>> Start

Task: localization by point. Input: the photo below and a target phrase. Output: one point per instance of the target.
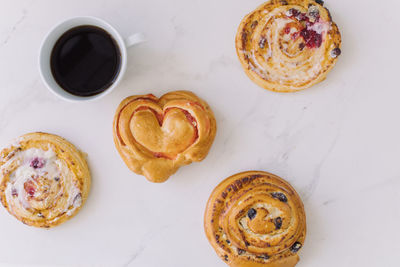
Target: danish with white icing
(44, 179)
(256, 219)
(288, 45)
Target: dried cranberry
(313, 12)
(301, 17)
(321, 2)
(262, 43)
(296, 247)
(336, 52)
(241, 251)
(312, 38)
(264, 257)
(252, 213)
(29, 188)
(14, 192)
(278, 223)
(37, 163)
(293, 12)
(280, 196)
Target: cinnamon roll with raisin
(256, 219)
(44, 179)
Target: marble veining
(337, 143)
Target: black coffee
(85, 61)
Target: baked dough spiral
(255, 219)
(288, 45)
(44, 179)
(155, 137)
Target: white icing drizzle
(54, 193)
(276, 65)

>> End

* **Exercise requirements**:
Extract every line above verbatim, omitting the pictures from your answer.

* **Response to the task**:
Task: localization by point. Input: the photo below and a target phrase. Output: one point per instance of the target.
Target: danish with white icing
(44, 179)
(256, 219)
(288, 45)
Target: dried cranberry
(313, 12)
(301, 17)
(321, 2)
(262, 43)
(296, 247)
(336, 52)
(241, 251)
(312, 38)
(264, 257)
(252, 213)
(29, 188)
(14, 192)
(278, 223)
(37, 163)
(293, 12)
(280, 196)
Target: cinnamon roll with raisin
(256, 219)
(44, 179)
Target: marble veining
(337, 143)
Target: black coffee
(85, 61)
Target: baked dough spiral
(255, 219)
(288, 45)
(44, 179)
(155, 137)
Target: white icing drizzle
(54, 193)
(276, 65)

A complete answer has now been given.